The Indian Space Research Organisation (ISRO) has transitioned from fundamental sounding rockets to sophisticated heavy-lift, cryogenic, and semi-cryogenic propulsion systems. India’s launch vehicle strategy emphasizes cost efficiency, strategic autonomy, modular configurations, and a gradual pivot toward full reusability and private sector commercialization.
Classification and Core Architecture of Active Launch Vehicles
India maintains a stratified fleet of operational launch vehicles configured to service different orbital regimes, ranging from Low Earth Orbit (LEO) to Geosynchronous Transfer Orbit (GTO).
| Launch Vehicle | Structural Configuration & Stages | Propulsion Profile | Payload Capacity | Primary Strategic Role |
| Small Satellite Launch Vehicle (SSLV) | Three-stage vehicle + Velocity Trimming Module (VTM). | All-solid core stages; liquid-propellant mono-methyl hydrazine (MMH) based VTM. | 500 kg to LEO (500 km planar orbit). | Low-cost, on-demand commercial launch window for small satellite constellations. Includes carbon-epoxy solid motor cases to minimize structural mass. |
| Polar Satellite Launch Vehicle (PSLV) | Four-stage vehicle alternating solid and liquid propulsion. | Stage 1 (S139 Solid), Stage 2 (UH25/N2O4 Liquid – Vikas Engine), Stage 3 (Solid), Stage 4 (Mono-methyl Hydrazine/Mixed Oxides of Nitrogen Liquid – PS4). | 1,750 kg to Sun-Synchronous Polar Orbit (SSPO); 1,425 kg to GTO. | National “workhorse” for Earth Observation, interplanetary, and regional navigation satellites. Features a carbon composite nozzle divergent for the PS4 engine. |
| Geosynchronous Satellite Launch Vehicle (GSLV) | Three-stage vehicle with solid core, liquid strap-ons, and a cryogenic upper stage. | Stage 1 (Solid core + 4 liquid strap-ons), Stage 2 (Vikas Liquid Engine), Stage 3 (Indigenous Cryogenic Upper Stage – CE-7.5 using LOX/LH2). | 2,250 kg to GTO; up to 6,000 kg to LEO. | Deployment of heavy meteorological, communication, and NVS-series navigation infrastructure. |
| Launch Vehicle Mark-3 (LVM3) | Heavy-lift three-stage architecture. | Two S200 solid rocket boosters, an L110 liquid core twin-Vikas engine stage, and a C25 cryogenic upper stage powered by the high-thrust CE-20 engine. | 4,000 kg to GTO; 8,000 kg to LEO. | Heavy commercial satellite deployment, lunar exploration (Chandrayaan program), and human-rated crew transport for the Gaganyaan Programme. |
Emerging Technological Advancements and Propulsion Breakthroughs
To lower launch costs and increase performance, ISRO is developing next-generation green propulsion, heavy-thrust cryogenic modules, and air-breathing propulsion systems.

_Exercise_
Can you revise the ISRO launch vehicle overview from "The Indian Space" to "private sector commercialization." so that "strategic autonomy" reads "technological self-reliance"? The material after this is separate from the ISRO launch vehicle overview.

_Recorded information_
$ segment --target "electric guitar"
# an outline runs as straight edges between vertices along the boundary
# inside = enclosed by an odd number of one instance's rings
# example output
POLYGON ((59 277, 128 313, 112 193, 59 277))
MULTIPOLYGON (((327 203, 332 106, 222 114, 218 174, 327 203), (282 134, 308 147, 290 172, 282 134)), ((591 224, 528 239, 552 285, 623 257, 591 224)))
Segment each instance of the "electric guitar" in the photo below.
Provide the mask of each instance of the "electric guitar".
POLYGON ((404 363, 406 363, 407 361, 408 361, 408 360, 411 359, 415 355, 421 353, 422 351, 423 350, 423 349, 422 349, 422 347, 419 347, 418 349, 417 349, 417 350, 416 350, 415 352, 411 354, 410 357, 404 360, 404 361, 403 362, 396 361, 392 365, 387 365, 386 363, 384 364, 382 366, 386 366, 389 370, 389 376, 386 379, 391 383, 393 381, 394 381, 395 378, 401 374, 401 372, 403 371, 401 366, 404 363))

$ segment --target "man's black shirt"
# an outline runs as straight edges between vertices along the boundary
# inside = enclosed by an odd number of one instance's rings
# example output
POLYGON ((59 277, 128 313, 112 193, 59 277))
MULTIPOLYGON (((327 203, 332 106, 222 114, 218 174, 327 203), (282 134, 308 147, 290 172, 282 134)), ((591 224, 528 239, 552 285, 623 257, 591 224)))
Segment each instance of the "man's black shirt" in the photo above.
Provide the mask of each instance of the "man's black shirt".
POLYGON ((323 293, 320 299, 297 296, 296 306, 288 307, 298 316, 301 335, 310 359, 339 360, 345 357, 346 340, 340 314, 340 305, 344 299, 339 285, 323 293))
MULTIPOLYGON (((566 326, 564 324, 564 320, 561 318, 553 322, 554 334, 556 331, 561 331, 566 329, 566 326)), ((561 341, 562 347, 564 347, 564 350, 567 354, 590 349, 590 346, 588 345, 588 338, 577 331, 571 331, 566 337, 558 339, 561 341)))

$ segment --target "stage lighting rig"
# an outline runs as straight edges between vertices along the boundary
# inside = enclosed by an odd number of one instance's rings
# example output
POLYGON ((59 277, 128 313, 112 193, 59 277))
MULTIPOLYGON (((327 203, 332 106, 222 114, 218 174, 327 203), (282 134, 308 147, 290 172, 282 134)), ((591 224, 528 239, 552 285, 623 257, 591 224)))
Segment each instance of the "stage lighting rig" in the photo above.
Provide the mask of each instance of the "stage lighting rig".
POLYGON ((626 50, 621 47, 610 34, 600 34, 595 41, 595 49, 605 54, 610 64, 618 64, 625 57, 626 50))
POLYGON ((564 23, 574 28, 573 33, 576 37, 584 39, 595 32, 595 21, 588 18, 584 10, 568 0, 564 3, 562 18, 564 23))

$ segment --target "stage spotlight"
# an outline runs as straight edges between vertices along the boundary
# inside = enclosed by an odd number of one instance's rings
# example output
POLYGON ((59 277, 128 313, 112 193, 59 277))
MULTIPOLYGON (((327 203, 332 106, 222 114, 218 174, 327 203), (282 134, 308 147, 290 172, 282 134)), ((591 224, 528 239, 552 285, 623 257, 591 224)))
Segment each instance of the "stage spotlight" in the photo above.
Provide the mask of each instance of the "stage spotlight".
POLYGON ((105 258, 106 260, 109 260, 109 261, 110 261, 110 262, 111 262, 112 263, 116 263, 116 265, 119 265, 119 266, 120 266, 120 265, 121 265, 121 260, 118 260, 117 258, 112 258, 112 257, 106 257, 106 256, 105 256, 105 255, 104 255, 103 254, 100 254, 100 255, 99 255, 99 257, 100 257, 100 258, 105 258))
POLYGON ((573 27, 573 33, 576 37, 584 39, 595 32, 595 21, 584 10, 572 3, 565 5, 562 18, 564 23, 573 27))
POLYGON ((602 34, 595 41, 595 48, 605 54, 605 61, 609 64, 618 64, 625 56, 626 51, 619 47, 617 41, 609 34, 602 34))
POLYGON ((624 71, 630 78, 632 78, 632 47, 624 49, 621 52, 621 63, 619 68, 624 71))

_Exercise answer_
The Indian Space Research Organisation (ISRO) has transitioned from fundamental sounding rockets to sophisticated heavy-lift, cryogenic, and semi-cryogenic propulsion systems. India’s launch vehicle strategy emphasizes cost efficiency, technological self-reliance, modular configurations, and a gradual pivot toward full reusability and private sector commercialization.